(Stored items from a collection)
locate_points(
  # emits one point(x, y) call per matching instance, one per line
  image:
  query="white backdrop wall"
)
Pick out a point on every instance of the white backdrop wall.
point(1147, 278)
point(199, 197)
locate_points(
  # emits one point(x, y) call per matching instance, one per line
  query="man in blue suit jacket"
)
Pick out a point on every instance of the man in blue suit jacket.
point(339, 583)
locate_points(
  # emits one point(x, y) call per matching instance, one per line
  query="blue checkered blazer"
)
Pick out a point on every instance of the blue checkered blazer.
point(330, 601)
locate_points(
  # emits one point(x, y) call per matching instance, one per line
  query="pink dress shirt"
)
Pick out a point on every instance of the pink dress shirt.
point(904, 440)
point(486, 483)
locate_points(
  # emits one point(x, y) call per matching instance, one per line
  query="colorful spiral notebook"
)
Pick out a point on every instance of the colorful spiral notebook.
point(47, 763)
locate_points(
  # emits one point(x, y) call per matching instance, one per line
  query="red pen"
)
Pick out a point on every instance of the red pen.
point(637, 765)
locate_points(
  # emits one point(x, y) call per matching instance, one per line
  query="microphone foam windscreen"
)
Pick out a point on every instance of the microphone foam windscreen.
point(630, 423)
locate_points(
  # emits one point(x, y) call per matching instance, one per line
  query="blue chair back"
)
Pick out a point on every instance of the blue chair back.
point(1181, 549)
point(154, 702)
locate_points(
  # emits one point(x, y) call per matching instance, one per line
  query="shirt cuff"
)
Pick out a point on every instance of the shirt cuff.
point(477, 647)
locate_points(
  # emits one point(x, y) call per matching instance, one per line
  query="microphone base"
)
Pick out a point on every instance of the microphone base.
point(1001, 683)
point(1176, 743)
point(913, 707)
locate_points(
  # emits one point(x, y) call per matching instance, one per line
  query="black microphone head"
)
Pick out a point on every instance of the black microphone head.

__REQUIRED WORK__
Convert everything from the start of the rows down to the line containing "point(339, 583)" into a Markdown table with the columns No. and Text, where No. numbers each line and Text holds the line itself. Leave out blank lines.

__RESULT OF THE TASK__
| No. | Text |
|---|---|
| 1 | locate_points( |
| 2 |   # emits one point(x, y) call per matching instance, one per line |
| 3 |   image: |
| 4 |   query="white backdrop wall" |
| 5 | ) |
| 6 | Pick out a point on every instance of the white backdrop wall. |
| 7 | point(1147, 278) |
| 8 | point(199, 197) |
| 9 | locate_points( |
| 10 |   # emits one point(x, y) call per matching instance, one per line |
| 11 |   query="man in blue suit jacket" |
| 12 | ) |
| 13 | Pick out a point on every instance of the man in blue suit jacket. |
| 14 | point(339, 583) |